Source extract:
* BEGIN *

# New to cast netting



## Shaggy (Oct 24, 2008)

I'm trying to catch my own bait for the first time. I read that shad are extremely fragile and am looking for some tips from you experienced guys. What size netting is right for our SW Ohio lakes and tips for keeping them alive for at least 4 hours? Is it even worth the investment in a quality net and any other devices needed compared to the cost of live minnows?

As always, looking for good advice from those who know!!!


----------



## Salmonid (Apr 14, 2004)

Any 5 ft radius / 10 ft diameter net from wal mart is fine. About 40$. This will allow you to catch them but keeping shad alive is the hard part. They require a lot of circulation, cold fresh water and oxygen. If your in a boat the livewell will keep them alive for several hrs. If not id suggest a round baittank like the "bait jaccuzi" or something similar.


----------



## sherman51 (Apr 12, 2011)

if you don't have a boat livewell then I recommend the marine metal products bait saver 10 or 20 gallon livewell from academy.com. I use the 10 gallon for saltwater bait and it works great. the 10 gallon is 89.99 and the 20 gallon is 99.99. if you have room for the 20 gallon it would be better than the 10 gallon. the aerator that comes with the tanks can be replaced if they go bad.
sherman


----------



## UFM82 (Apr 6, 2004)

I've read that shad emit large quantities of ammonia when they are stressed and if the water is not kept fresh they will die even faster. I've never even tried to keep them alive once I've netted them.


----------



## Pooch (Jun 16, 2014)

My friend has a large tank, About 40 gal, in his boat and a huge tank, at least 100gal, on the dock. Both are round. Both are insulated, have a filter to get out the scales, and a spray bar to keep the water rotating around. Adds a small amount of salts and something else, can't remember. Water must stay cool and has to be exchanged every so often.

* END *

Problems and tasks:
1. State whether each statement agrees with the cast-netting thread. Answer yes or no, and quote the words of the thread that decide it.
(a) A 10 ft diameter net from Wal-Mart costs about 40 dollars.
(b) sherman51 uses the 20 gallon tank for saltwater bait.
(c) The two tanks belonging to Pooch's friend are both square.
2. Reproduce the passage of the cast-netting thread that begins at "if you don't" and stops after "I've netted them.", changing "aerator" to "air pump".
3. Answer these questions from the cast-netting thread:
(a) What three things do shad require, according to Salmonid?
(b) What is the price of the 10 gallon bait saver?
(c) What does the filter on the tanks of Pooch's friend remove?
The listing after this point has no role in the exercise.

Provided data:
* BEGIN *

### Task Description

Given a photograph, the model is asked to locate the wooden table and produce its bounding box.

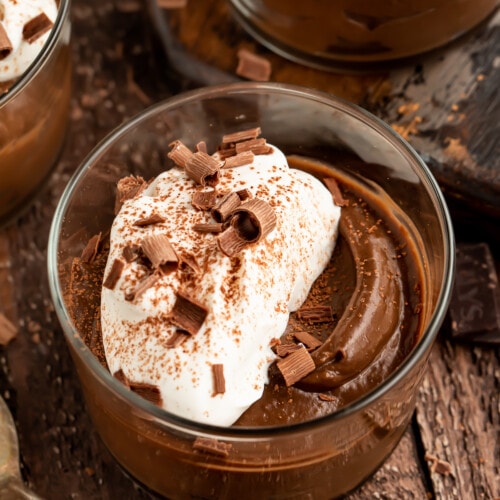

* END *

Results of the tasks:
1.
(a) Yes: "Any 5 ft radius / 10 ft diameter net from wal mart is fine. About 40$."
(b) No: "I use the 10 gallon for saltwater bait and it works great."
(c) No: "Both are round."

2.
if you don't have a boat livewell then I recommend the marine metal products bait saver 10 or 20 gallon livewell from academy.com. I use the 10 gallon for saltwater bait and it works great. the 10 gallon is 89.99 and the 20 gallon is 99.99. if you have room for the 20 gallon it would be better than the 10 gallon. the air pump that comes with the tanks can be replaced if they go bad.
sherman


----------



## UFM82 (Apr 6, 2004)

I've read that shad emit large quantities of ammonia when they are stressed and if the water is not kept fresh they will die even faster. I've never even tried to keep them alive once I've netted them.

3.
(a) A lot of circulation, cold fresh water and oxygen.
(b) 89.99.
(c) The scales.